* **The records**
■ ■ ■ ■ ■ ■ ■

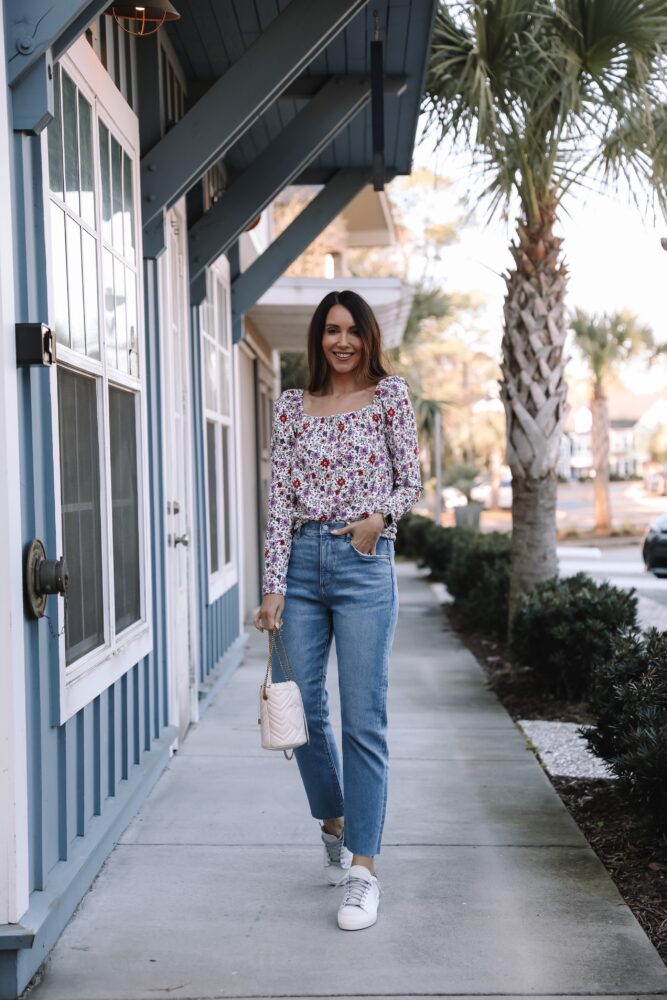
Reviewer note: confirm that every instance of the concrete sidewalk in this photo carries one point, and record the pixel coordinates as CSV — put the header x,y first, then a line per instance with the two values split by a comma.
x,y
216,891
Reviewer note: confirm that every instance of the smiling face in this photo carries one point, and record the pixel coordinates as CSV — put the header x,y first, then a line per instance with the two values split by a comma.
x,y
342,343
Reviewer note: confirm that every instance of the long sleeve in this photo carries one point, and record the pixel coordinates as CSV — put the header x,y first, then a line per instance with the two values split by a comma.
x,y
280,515
402,444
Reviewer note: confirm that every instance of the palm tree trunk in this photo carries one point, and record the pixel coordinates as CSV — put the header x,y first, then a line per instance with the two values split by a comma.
x,y
533,391
534,545
495,464
600,448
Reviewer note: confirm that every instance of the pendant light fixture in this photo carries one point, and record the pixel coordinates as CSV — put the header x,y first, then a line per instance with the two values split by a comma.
x,y
143,19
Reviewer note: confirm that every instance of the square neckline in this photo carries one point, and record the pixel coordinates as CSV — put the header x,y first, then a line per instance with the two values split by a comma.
x,y
342,413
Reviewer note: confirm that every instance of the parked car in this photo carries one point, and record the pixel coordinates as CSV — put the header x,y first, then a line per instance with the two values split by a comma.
x,y
656,482
481,492
654,549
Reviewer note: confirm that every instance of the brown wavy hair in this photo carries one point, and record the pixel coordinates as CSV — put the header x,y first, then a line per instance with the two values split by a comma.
x,y
374,363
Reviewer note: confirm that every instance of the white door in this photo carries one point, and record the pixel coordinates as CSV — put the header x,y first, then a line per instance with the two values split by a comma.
x,y
179,515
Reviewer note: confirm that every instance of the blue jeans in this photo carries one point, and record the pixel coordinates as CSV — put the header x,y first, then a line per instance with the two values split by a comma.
x,y
335,591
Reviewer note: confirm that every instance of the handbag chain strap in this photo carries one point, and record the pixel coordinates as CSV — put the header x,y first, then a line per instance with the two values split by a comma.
x,y
288,673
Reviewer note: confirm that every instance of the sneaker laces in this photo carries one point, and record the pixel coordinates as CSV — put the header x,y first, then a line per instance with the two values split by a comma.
x,y
334,849
356,890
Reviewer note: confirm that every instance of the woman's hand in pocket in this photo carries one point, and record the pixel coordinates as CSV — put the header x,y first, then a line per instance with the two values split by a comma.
x,y
270,613
365,533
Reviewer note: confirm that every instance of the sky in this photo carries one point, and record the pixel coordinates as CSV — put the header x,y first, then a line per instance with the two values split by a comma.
x,y
612,250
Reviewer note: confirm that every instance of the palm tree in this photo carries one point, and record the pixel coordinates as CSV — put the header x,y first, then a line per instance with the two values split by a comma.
x,y
547,95
606,342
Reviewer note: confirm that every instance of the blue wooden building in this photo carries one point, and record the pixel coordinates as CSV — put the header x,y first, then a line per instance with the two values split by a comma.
x,y
135,421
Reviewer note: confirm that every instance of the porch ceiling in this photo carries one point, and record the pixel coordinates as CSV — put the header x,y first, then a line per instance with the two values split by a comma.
x,y
283,313
214,34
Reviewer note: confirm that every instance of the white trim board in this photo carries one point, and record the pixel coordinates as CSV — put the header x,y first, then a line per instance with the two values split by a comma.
x,y
93,673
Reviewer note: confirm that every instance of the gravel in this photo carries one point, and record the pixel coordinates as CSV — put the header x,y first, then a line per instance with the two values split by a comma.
x,y
563,750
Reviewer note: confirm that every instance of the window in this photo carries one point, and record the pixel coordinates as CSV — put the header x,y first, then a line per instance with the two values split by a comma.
x,y
217,380
93,221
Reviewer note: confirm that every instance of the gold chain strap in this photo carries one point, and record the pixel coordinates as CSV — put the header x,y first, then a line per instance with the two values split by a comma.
x,y
288,673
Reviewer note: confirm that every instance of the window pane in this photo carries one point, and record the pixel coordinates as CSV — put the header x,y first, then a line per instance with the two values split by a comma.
x,y
132,329
71,144
117,193
75,287
105,171
211,363
55,134
86,161
128,205
212,497
121,318
91,309
109,299
226,512
125,505
59,274
80,491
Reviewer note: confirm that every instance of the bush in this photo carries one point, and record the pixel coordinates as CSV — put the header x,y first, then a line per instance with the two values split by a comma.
x,y
413,532
629,702
477,576
563,628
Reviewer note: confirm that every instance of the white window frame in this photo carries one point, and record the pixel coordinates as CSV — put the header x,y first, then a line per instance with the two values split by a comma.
x,y
82,681
226,576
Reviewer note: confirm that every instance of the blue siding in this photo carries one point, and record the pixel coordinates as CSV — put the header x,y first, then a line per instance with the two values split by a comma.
x,y
218,623
75,769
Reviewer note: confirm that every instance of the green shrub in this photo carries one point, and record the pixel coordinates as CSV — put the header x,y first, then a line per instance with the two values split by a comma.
x,y
411,538
565,626
629,702
474,567
477,576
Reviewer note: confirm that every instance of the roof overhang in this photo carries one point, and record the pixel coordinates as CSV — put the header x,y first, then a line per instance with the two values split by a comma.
x,y
283,313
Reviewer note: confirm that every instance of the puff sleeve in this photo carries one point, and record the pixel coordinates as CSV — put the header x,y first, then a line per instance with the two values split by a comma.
x,y
281,505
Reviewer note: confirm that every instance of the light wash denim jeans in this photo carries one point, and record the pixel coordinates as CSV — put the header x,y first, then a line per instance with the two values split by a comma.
x,y
334,591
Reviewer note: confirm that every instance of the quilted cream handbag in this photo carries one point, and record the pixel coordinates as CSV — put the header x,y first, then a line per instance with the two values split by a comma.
x,y
281,715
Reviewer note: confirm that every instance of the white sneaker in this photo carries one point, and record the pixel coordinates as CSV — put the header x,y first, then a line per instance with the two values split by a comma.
x,y
362,895
337,858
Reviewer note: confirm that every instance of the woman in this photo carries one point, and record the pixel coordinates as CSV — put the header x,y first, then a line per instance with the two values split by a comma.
x,y
345,468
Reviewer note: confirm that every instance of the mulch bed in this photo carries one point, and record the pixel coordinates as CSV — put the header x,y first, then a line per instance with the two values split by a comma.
x,y
631,854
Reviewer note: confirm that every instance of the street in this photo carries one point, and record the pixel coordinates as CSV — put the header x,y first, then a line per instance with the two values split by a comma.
x,y
622,566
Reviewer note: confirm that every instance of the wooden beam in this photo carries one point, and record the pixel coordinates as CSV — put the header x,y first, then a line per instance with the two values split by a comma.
x,y
35,26
316,216
239,97
296,146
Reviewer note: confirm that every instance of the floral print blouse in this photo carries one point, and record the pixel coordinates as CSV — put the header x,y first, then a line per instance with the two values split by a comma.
x,y
339,467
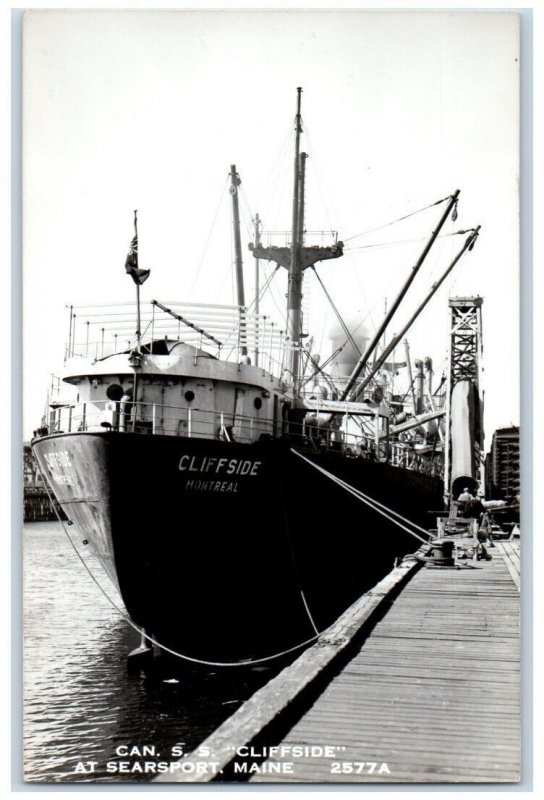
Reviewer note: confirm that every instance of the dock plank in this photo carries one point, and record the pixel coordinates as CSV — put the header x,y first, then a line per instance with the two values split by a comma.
x,y
434,693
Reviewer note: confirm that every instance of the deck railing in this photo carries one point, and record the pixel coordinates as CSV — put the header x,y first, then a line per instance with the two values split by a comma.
x,y
188,421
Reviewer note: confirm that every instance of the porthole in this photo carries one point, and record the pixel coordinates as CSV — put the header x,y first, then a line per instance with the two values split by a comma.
x,y
114,392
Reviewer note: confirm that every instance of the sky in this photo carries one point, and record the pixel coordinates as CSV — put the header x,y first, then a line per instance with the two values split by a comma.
x,y
147,110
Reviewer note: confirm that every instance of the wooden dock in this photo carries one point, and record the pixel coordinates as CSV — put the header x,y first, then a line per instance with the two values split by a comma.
x,y
432,695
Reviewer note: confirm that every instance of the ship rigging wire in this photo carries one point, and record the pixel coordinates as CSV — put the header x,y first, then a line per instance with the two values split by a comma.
x,y
371,502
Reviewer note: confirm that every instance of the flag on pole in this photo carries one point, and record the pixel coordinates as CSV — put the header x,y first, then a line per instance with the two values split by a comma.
x,y
131,264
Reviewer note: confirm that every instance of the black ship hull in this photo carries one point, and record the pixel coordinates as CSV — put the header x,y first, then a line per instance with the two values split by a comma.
x,y
223,551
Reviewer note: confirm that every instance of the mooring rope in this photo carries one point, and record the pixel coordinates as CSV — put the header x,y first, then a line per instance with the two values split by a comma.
x,y
389,513
142,632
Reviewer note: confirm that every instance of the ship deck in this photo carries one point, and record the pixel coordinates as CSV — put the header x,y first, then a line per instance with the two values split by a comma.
x,y
432,691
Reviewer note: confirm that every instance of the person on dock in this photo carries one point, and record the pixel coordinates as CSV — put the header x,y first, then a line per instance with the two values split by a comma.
x,y
465,501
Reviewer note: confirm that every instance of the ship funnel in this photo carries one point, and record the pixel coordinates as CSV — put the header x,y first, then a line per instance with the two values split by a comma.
x,y
464,437
344,362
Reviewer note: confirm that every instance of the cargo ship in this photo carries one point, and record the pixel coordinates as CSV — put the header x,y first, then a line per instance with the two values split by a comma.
x,y
238,493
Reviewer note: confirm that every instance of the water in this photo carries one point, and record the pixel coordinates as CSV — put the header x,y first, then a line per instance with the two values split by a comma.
x,y
80,703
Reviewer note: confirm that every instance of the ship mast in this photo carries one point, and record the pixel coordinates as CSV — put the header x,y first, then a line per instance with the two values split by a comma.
x,y
234,184
294,283
296,258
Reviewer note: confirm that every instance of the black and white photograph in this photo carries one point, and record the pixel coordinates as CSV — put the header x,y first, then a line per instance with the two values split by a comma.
x,y
271,398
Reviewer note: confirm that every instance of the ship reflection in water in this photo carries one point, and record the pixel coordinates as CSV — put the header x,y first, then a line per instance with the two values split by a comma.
x,y
80,704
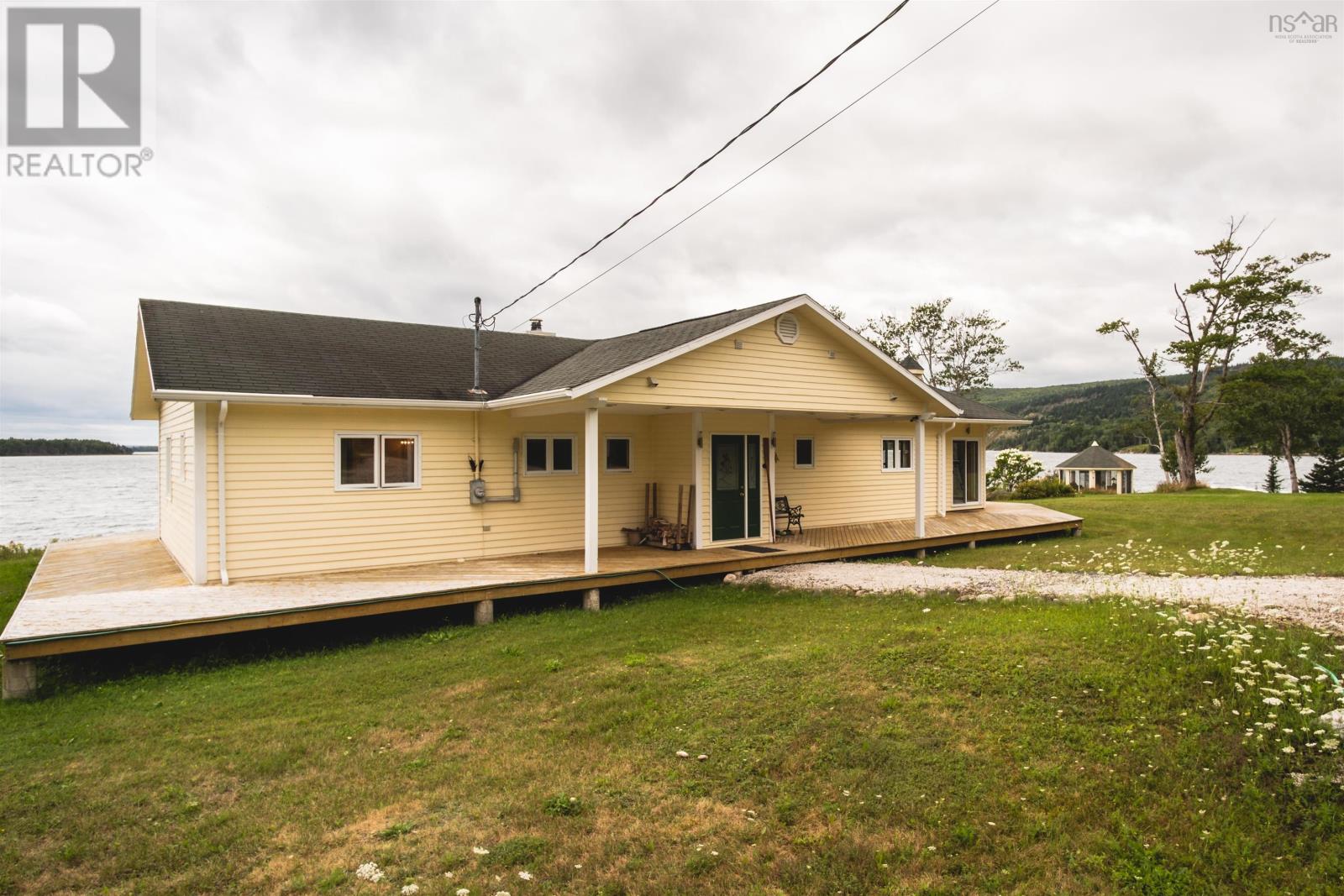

■ ■ ■ ■ ■ ■ ■

* **The task**
Count the lines of the items above that contain the word "chain", and reply with that number only.

* **Problem solution**
2